'''

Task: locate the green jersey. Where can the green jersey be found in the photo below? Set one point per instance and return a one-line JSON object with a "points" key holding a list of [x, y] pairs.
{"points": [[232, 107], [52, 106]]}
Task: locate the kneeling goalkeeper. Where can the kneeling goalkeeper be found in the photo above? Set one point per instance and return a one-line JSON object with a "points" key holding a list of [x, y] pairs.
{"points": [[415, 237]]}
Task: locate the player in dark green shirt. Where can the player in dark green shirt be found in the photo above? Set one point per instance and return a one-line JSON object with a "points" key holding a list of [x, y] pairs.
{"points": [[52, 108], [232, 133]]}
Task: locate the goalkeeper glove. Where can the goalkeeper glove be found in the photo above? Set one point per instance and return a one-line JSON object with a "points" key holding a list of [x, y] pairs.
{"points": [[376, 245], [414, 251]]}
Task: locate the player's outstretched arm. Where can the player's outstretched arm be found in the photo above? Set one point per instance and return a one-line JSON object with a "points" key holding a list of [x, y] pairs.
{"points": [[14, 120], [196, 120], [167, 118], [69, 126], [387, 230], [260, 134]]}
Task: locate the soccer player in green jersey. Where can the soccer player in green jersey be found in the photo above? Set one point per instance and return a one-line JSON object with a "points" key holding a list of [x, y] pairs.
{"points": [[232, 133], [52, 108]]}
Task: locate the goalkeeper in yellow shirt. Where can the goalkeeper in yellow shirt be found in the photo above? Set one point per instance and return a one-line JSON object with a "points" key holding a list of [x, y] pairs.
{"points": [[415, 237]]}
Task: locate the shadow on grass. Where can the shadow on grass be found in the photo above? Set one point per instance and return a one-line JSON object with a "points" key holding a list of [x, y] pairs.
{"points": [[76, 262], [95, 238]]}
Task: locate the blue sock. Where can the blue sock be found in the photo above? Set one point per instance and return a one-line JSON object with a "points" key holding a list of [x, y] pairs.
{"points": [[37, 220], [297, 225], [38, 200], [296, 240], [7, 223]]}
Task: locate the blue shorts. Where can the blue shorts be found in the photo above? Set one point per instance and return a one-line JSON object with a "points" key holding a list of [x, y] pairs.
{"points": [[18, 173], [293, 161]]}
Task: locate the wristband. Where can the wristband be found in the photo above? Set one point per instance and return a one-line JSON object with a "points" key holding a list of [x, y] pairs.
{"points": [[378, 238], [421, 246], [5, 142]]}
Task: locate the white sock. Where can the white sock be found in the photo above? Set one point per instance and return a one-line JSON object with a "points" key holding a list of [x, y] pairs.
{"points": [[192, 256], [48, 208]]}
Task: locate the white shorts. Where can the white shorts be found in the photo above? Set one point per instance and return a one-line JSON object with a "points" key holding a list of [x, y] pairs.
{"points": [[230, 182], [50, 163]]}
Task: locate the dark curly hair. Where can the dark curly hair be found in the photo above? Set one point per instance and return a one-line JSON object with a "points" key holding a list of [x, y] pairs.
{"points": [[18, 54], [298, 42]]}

'''

■ Directions: Reproduce every line above, from the first to the last, without changing anything.

■ Task result:
Task: locate the green jersey. Where can the green jersey be found in the photo below? Set one point per instance and return a one-line JSON object with a "points" key holding a list of [x, y] pairs.
{"points": [[232, 107], [52, 106]]}
Task: locate the kneeling goalkeeper. Where can the kneeling goalkeeper be found in the photo above? Set one point per instance and return a one-line JSON object with a "points" key holding a list of [x, y] pairs.
{"points": [[415, 237]]}
Task: locate the player in dark green shirt. Where can the player in dark green shirt be found in the photo above? Set one point per instance and return a one-line JSON object with a "points" key holding a list of [x, y] pairs.
{"points": [[52, 108], [232, 133]]}
Task: locate the goalkeeper glove. Where can the goalkeeper glove be found in the photo above? Set one point per instance and return a one-line JSON object with a "points" key holding a list of [x, y] pairs.
{"points": [[376, 245], [414, 251]]}
Task: locate the player's outstretched arm. Where can the player's outstretched arm be found in the photo above? Set one point per instance and return a one-line JSON object with a "points" key holding a list of [x, y] pairs.
{"points": [[14, 120], [196, 120], [167, 118], [69, 126], [387, 230], [260, 134]]}
Task: locate the soccer player in green jersey. Where can the soccer player in green jersey be found in the photo above? Set one point per instance and return a one-line JSON object with a "points" key holding a list of [x, y] pairs.
{"points": [[232, 133], [52, 108]]}
Task: locate the goalkeeper in yellow shirt. Where can the goalkeeper in yellow shirt be found in the photo above? Set one point per instance and return a one-line JSON object with a "points" key holding a list of [x, y] pairs.
{"points": [[415, 237]]}
Task: locate the shadow on grass. Where can the shadow on grass be found in the photo above? Set one point per instance and return a one-line JSON object with a "points" key holding a list of [x, y] pairs.
{"points": [[76, 262], [95, 238]]}
Task: locate the blue sock. Where can the blue sock be found in the photo above? Set one point per instance and return a one-line JSON object with a "points" key holding a list of [x, y] pairs.
{"points": [[37, 220], [297, 225], [38, 200], [296, 240], [7, 223]]}
Task: locate the blue shorts. Where can the blue shorts be found in the photo above? Set one point per instance and return a one-line JSON object with a "points" key holding a list of [x, y] pairs.
{"points": [[18, 173], [293, 161]]}
Task: locate the wristband. Where can the wristband be found in the photo above? Set one point per instance and return a one-line JSON object with a "points" key holding a list of [x, y] pairs.
{"points": [[378, 238], [421, 246], [5, 142]]}
Task: locate the white sock. Where can the white sock be found in the photo above? Set one point per instance and return a one-line JSON object with a "points" key holding a list of [x, y] pairs.
{"points": [[192, 256], [48, 208]]}
Task: locate the white shorts. Where can the white shorts be found in the photo above? Set one point per instance and return a one-line JSON object with a "points" key holding a list of [x, y] pairs.
{"points": [[230, 182], [50, 163]]}
Task: locate the dark curly hair. Where can the dark curly hair be found in the photo above? Set one point per instance and return a one-line JSON object with a "points" key holding a list of [x, y] pairs.
{"points": [[18, 54], [298, 42]]}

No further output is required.